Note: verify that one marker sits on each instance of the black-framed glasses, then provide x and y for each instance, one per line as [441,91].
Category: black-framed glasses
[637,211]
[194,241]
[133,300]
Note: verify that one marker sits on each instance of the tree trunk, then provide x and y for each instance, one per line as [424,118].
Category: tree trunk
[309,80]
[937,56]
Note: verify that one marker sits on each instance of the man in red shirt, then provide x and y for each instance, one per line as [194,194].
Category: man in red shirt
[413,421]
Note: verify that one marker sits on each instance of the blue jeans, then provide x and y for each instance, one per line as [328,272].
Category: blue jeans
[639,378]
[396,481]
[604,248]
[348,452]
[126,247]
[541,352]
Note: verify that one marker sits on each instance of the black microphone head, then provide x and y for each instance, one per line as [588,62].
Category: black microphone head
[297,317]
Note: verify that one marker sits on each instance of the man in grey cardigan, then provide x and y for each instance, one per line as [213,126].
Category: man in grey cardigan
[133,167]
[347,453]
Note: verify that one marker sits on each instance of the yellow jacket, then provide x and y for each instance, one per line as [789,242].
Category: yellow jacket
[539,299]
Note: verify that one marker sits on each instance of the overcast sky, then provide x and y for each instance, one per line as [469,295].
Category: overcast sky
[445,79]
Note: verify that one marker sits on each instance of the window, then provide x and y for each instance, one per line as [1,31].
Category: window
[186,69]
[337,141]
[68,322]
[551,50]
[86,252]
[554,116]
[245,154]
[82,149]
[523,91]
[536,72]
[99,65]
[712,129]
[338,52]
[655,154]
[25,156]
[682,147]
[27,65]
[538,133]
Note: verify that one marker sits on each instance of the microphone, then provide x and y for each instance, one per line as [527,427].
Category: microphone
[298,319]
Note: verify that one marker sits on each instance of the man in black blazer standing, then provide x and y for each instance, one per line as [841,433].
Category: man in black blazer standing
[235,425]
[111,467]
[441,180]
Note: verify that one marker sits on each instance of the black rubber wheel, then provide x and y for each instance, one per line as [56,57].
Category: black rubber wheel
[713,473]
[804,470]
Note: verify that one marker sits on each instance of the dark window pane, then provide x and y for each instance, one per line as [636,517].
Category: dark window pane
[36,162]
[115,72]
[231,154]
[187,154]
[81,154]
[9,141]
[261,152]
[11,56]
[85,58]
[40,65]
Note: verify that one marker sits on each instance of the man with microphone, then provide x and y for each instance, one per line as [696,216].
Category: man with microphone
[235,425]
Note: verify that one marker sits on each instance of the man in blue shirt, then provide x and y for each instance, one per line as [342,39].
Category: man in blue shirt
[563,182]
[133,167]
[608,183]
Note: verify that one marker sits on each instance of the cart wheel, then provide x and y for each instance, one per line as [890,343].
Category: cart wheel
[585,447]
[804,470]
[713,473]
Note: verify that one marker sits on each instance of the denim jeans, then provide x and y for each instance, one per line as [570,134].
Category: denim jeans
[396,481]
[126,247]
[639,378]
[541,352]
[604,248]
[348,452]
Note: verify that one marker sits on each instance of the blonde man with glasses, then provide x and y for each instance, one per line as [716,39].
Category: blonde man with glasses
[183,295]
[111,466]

************

### Aim
All of the entries above should be written out again exactly.

### Response to the exercise
Note: verify that one marker sits on each instance of the black-framed glasses, then provide x and y for each instance, one per line as [441,91].
Category: black-framed glasses
[637,211]
[194,241]
[133,300]
Note: verify that one marker sits on each instance of the tree trunk, then provide x and y for each instance, one per line as [424,118].
Category: tree trunk
[309,80]
[937,56]
Note: verify that one marker sits on each instance of the man in red shirt, then provide x and y for each instance, one per line as [194,194].
Category: man in red shirt
[413,421]
Note: verify that one marker sits on each instance of the blue jeans, then provide x and y for each instance, one per line as [328,272].
Category: blue jeans
[639,378]
[396,481]
[604,248]
[348,452]
[126,247]
[541,352]
Note: verify that one marker sits on each instance of the black microphone head, then provide x and y for each instance, one per line as [588,62].
Category: black microphone head
[297,317]
Note: verify that one marker sits on each instance of the man in grey cardigan, then provide x and y for each instance, one per line as [213,126].
Category: man in grey cardigan
[133,167]
[347,453]
Note: verify that one marker sits on each instance of the yellow jacket, then provide x and y for each instance, one per line as [789,242].
Category: yellow jacket
[539,299]
Note: verify that one marker sits on each instance of the overcast sky, then provide x and y for each instance, one per line as [469,295].
Category: overcast sky
[445,79]
Note: verify that one marker sits on each instance of the window, then provide x and y for each instance, one per line as [1,31].
Category: window
[186,69]
[337,141]
[68,322]
[551,50]
[86,252]
[554,116]
[245,154]
[82,149]
[523,91]
[536,72]
[99,65]
[712,129]
[338,52]
[655,154]
[25,156]
[682,147]
[27,65]
[538,133]
Note: verify that one marker sits on each instance of the microphone, then provide x and y for each instance, one per line as [527,427].
Category: microphone
[298,319]
Note: verify that one marker sits on each instance of the man in black blazer standing, then provide x and y for each instance, one per line as [841,433].
Category: man in black blazer standing
[235,425]
[111,467]
[441,180]
Note: verify that one marker sits on each instance of the black rubber wheel, then provide x and y for each instance, one per line as [56,57].
Category: black rubber wheel
[713,473]
[804,470]
Note: verify that one marker sits on each instance of the dark window pane, then provide x and y for each instance, one per line as [636,517].
Category: dark window pane
[36,162]
[115,72]
[231,154]
[187,154]
[81,154]
[9,141]
[261,152]
[11,56]
[85,58]
[40,65]
Note: verify that one marker sits on each instance of the man with microphone, then provide x and y for each instance, one per line as [696,216].
Category: man with microphone
[235,425]
Note: verify that one marker sits on each instance of the man in blue shirt, then provide x and y for each instance, one per line as [342,39].
Category: man in blue shirt
[563,182]
[133,167]
[608,183]
Note: verify that one marker sits on each instance of the cart wheel, then provide x and y for each instance, one per line as [890,343].
Category: cart wheel
[585,447]
[804,470]
[713,473]
Note: verify that one marker sits on each instance of the denim jeans, then provide x and y for each instance, one per line as [570,134].
Category: denim jeans
[396,481]
[126,247]
[639,378]
[541,352]
[604,248]
[348,452]
Note: verify that one marker sits on each instance of the blonde man with glasses, then provide x and y for each instance, one per line as [716,39].
Category: blonde man with glasses
[183,295]
[111,466]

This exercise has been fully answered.